■ Required task ■
Render every line of the records below as a Markdown table with the columns Row and Line, numbering the rows consecutively, omitting blank lines and leaving the pictures out.
"""
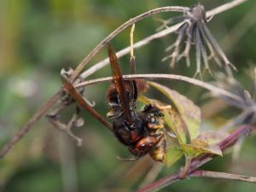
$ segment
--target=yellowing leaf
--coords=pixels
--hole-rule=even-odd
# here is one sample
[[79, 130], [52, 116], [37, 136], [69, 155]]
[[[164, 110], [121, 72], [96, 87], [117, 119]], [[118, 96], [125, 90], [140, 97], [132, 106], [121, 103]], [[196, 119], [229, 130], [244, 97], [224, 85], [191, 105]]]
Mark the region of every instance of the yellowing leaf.
[[173, 110], [164, 110], [164, 120], [167, 126], [177, 137], [179, 143], [190, 143], [189, 133], [180, 114]]
[[154, 82], [148, 82], [148, 84], [171, 100], [172, 103], [177, 109], [181, 118], [183, 119], [189, 133], [190, 139], [192, 140], [196, 138], [199, 135], [199, 127], [201, 123], [200, 108], [195, 105], [191, 100], [179, 94], [176, 90], [172, 90], [166, 86]]
[[183, 144], [181, 148], [189, 157], [195, 157], [201, 154], [212, 154], [222, 156], [222, 151], [218, 145], [210, 145], [201, 139], [193, 140], [191, 144]]
[[208, 144], [217, 144], [228, 136], [229, 133], [224, 131], [207, 131], [201, 132], [197, 138], [205, 141]]
[[177, 146], [169, 146], [166, 148], [166, 156], [165, 164], [167, 166], [172, 166], [183, 155], [183, 151], [181, 150]]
"""
■ Answer for this exercise ■
| Row | Line |
|---|---|
| 1 | $ segment |
| 2 | --target=yellowing leaf |
| 3 | --coords=pixels |
| 4 | --hole-rule=even-odd |
| 5 | # here is one sample |
| 6 | [[79, 130], [52, 116], [37, 136], [69, 155]] |
| 7 | [[[164, 110], [121, 72], [96, 87], [117, 119]], [[118, 96], [125, 90], [140, 97], [132, 106], [121, 103]], [[196, 119], [229, 130], [244, 97], [224, 85], [191, 105]]] |
| 8 | Mark the region of every instance of the yellowing leaf. |
| 9 | [[173, 110], [164, 110], [164, 120], [167, 126], [177, 137], [179, 143], [190, 143], [189, 133], [180, 114]] |
| 10 | [[154, 82], [148, 82], [148, 84], [171, 100], [172, 103], [177, 109], [181, 118], [183, 119], [189, 133], [190, 139], [192, 140], [196, 138], [199, 135], [199, 127], [201, 123], [200, 108], [195, 105], [191, 100], [179, 94], [176, 90], [172, 90], [166, 86]] |
| 11 | [[183, 144], [181, 148], [189, 157], [195, 157], [201, 154], [212, 154], [222, 156], [222, 151], [218, 145], [210, 145], [201, 139], [193, 140], [191, 144]] |
| 12 | [[208, 144], [217, 144], [228, 136], [229, 133], [224, 131], [207, 131], [201, 132], [197, 138], [205, 141]] |
| 13 | [[177, 146], [169, 146], [166, 148], [166, 156], [165, 164], [167, 166], [172, 166], [183, 155], [183, 151], [181, 150]] |